Verilen görev 1 →
Bayram üzerine yazılmış metne göre iki fotoğraf karesinde gösterilen ne, kendini çok net belli etmektedir?
Verilen görev 2 →
Bayram konulu metinde "Kaç fukara güzel" ile "bayram sabahlarını ?" arasındaki kısmı, bu ifadeler de dâhil olmak üzere aynen tekrarlayınız.

Alıntı →
_ _ _ _ _ _ _
Kaybettiklerimiz, geride bıraktıklarımız…
Kayıplarımız vardı geçen yıllardan kalma.
Eksik gedik ne varsa giderilmesi gerekirken, ceplerimizi de gönüllerimizi de inceltir olduk günden güne..
Tadı da kalmadı artık o eski bayramların. İki fotoğraf karesinde gösterilen sahte tebessümler bile o kadar net belli ediyor ki kendini..
Yapmacık haller ile görev yerine getirilmiştir dercesine verilmiş aslı gösteriş olan o pozlar.
Gençler bi hal..
Kalan büyüklerimiz de bi çare..
İpin ucunu tutan da kalmamış artık.
Birlik beraberlik gidiyor yavaş yavaş üzerimizden.
Sorumluluklarımız büyüyor derken, aslında sorumsuz hallerimizi büyütür olmuşuz farkında olmadan…
Kaç çocuk sevindi ki bugün ?
Kaç yetimin gözlerine dokunuldu ki ?
Kaç fukara güzel dualarını sıraladı sizlere ?
Ve kaç kez gönül yıktınız da sevap arar oldunuz bu bayramda da ?
Sahi bayram neydi ?
Evvela mermerleri el yapıp öpenlerin kursağında kalanlar nasıl karşılamalıydı bayram sabahlarını ?
İyi niyetten yoksun olan o görselliklerinize değinmiyorum bile.
Nasılsa gösterdiklerinizle uğurlanırsınız sizler de gün gelir…
Peki
Kimlerin sevinciydi şimdi bunlar?
_ _ _ _ _ _ _
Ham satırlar
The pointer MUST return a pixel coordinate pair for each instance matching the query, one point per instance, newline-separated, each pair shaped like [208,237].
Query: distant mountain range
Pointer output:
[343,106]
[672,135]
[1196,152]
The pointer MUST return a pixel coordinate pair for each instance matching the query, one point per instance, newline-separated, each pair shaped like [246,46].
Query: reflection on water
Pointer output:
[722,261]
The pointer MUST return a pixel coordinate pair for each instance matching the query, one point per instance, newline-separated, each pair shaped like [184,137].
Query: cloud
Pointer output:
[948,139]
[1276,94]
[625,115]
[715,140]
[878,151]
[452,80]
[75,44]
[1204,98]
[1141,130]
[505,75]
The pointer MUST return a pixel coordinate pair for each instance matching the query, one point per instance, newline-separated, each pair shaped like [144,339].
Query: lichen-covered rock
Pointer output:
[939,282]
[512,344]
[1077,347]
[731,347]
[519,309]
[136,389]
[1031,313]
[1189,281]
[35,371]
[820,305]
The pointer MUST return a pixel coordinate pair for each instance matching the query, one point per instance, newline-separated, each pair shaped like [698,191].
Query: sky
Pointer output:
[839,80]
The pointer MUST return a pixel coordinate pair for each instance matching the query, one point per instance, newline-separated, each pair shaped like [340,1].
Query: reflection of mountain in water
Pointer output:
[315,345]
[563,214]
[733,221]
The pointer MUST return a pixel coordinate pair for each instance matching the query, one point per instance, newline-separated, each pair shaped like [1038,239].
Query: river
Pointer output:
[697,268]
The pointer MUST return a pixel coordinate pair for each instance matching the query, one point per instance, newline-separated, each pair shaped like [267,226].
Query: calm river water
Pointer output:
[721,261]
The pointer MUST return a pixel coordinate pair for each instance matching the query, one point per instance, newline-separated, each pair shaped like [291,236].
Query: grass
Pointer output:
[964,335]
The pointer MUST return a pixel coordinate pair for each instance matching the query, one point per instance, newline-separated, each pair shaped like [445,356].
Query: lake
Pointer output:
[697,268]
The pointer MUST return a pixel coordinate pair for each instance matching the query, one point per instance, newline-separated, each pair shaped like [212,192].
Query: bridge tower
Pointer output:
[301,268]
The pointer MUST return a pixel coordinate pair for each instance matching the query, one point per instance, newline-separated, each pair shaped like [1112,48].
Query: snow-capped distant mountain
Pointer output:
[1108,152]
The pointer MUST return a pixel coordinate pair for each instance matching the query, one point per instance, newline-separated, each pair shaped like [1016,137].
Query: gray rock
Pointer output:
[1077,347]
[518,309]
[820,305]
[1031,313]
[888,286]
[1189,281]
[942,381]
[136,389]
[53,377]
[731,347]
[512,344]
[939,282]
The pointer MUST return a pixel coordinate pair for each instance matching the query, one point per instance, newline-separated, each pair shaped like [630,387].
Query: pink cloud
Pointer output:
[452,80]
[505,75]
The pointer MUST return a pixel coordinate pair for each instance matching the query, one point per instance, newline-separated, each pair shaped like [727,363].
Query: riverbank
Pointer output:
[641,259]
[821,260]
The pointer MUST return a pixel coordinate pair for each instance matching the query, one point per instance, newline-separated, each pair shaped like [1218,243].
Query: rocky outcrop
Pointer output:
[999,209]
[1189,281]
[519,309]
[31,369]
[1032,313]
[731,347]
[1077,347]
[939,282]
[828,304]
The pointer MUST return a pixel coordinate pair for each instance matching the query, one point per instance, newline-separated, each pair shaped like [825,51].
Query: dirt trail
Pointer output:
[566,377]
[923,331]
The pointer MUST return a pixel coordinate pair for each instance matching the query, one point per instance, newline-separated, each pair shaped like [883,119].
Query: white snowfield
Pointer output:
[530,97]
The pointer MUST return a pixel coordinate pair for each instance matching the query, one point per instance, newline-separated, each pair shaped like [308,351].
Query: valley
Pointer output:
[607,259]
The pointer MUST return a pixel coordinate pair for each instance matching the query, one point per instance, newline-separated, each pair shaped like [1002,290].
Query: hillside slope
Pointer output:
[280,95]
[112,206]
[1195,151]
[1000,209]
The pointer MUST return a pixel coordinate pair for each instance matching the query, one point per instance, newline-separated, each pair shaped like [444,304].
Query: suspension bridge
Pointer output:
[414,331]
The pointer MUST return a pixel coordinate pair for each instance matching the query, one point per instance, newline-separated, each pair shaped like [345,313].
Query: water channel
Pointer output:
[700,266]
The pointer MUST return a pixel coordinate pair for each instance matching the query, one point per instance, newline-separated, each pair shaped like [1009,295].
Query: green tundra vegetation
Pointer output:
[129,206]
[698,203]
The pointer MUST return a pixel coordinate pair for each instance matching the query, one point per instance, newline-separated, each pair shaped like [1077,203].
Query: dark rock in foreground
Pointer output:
_ _ _ _ _ _ _
Beklenen yanıt 1 →
Sahte tebessümler.

Beklenen yanıt 2 →
Kaç fukara güzel dualarını sıraladı sizlere ?
Ve kaç kez gönül yıktınız da sevap arar oldunuz bu bayramda da ?
Sahi bayram neydi ?
Evvela mermerleri el yapıp öpenlerin kursağında kalanlar nasıl karşılamalıydı bayram sabahlarını ?